● **Prompt**
Pick out every line in the rows below that contains the string "coordinates", and copy each such line.

● **Source data**
◆ ◆ ◆

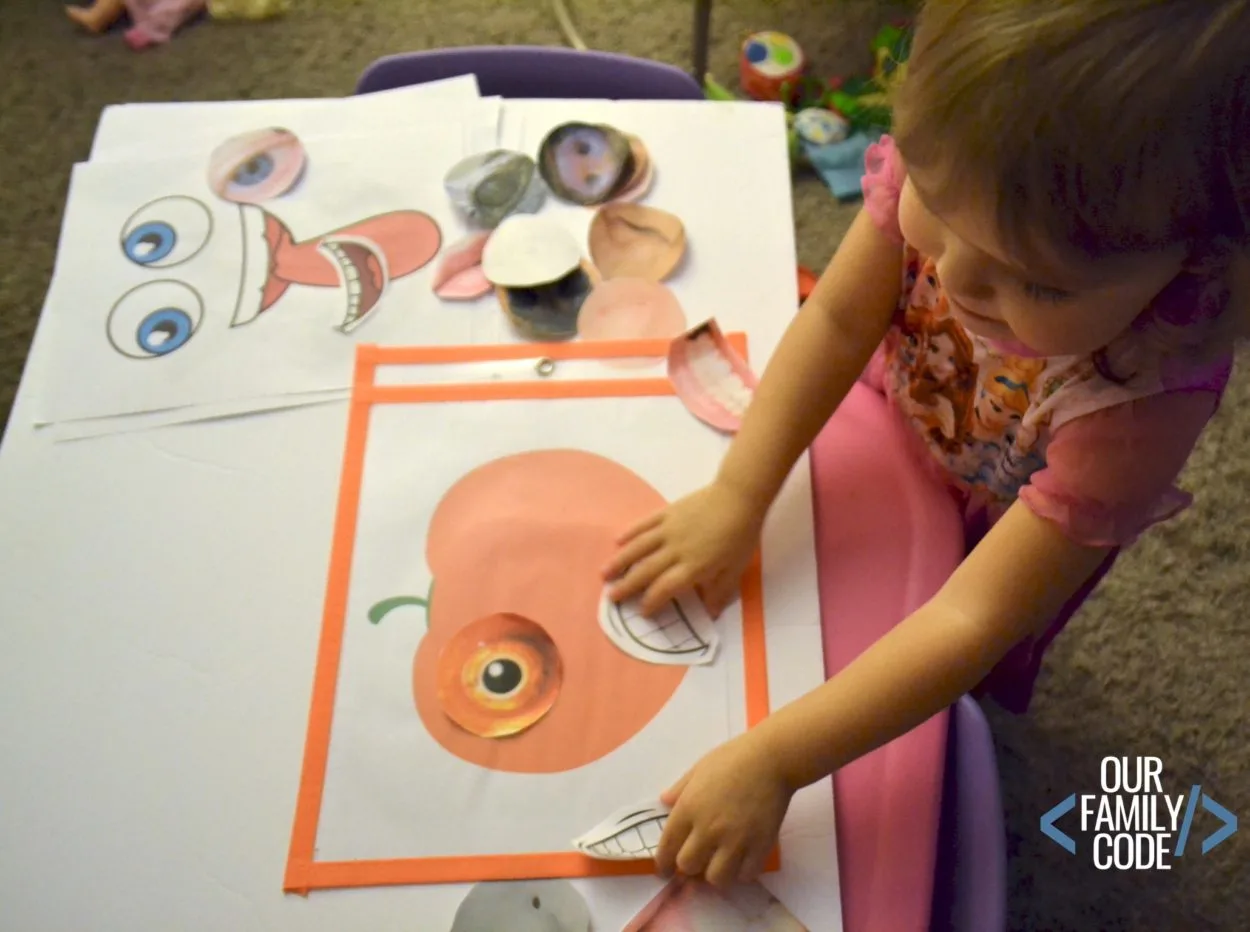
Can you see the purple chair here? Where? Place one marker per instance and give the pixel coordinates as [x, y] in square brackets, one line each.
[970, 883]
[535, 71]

◆ ◆ ◆

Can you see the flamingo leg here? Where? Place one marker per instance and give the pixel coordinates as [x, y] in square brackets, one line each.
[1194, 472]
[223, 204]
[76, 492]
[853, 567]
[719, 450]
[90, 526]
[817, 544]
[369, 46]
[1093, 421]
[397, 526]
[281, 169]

◆ ◆ ◆

● **Full response**
Can you see the purple chair here? Where? Place one marker per instance and give the pixel coordinates as [x, y] in square brackets, one line each.
Can you see the flamingo leg here? Where? Place one marker per instance and give the pixel coordinates as [x, y] in square brackets, one line each.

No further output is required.